Object pointing dataset rows
- - - - - - -

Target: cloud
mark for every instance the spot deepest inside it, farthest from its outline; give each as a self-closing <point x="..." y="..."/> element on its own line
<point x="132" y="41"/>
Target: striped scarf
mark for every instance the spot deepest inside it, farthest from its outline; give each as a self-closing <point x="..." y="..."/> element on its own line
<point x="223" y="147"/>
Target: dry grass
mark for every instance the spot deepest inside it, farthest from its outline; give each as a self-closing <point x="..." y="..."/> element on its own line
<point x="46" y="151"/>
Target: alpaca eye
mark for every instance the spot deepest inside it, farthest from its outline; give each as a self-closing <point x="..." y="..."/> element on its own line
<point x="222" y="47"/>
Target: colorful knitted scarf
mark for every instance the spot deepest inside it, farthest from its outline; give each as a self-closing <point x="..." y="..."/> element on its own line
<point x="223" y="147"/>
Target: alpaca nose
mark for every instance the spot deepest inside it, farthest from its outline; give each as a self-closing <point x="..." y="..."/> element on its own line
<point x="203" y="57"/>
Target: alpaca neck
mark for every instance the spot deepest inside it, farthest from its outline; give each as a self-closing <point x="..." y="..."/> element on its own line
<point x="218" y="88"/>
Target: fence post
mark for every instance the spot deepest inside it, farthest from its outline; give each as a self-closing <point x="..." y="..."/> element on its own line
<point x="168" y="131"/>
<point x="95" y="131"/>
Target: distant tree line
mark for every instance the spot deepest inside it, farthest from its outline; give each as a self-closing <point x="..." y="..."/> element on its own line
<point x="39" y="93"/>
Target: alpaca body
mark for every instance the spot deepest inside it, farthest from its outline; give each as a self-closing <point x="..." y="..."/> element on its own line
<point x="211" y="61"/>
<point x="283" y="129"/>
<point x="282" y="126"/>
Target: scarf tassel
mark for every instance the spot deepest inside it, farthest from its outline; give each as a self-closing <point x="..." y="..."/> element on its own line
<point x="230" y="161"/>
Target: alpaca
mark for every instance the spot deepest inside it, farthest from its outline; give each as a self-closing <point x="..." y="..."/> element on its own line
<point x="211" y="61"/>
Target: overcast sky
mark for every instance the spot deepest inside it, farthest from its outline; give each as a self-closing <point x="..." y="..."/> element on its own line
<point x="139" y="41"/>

- - - - - - -

SHORT TASK:
Scale the entries from the line with "Target: scarf tassel" through the end of the entries, writing out every line again, requests included, with each point coordinate multiplied by 2.05 and rounded to a whole number, halves up. Leave the wording of the requests and their sample format unchanged.

SOLUTION TO THIS TASK:
Target: scarf tassel
mark for every instance the spot deepest inside it, farthest from its outline; give each as a self-closing <point x="..." y="..."/> element on its own line
<point x="472" y="330"/>
Target: alpaca
mark for every instance the spot deepest inside it, farthest from its outline; give each as a self-closing <point x="..." y="..."/> element on its own line
<point x="433" y="125"/>
Target: overcast sky
mark for every instance the spot deepest inside it, farthest from its outline; give each as a self-closing <point x="..." y="..."/> element on its own line
<point x="285" y="84"/>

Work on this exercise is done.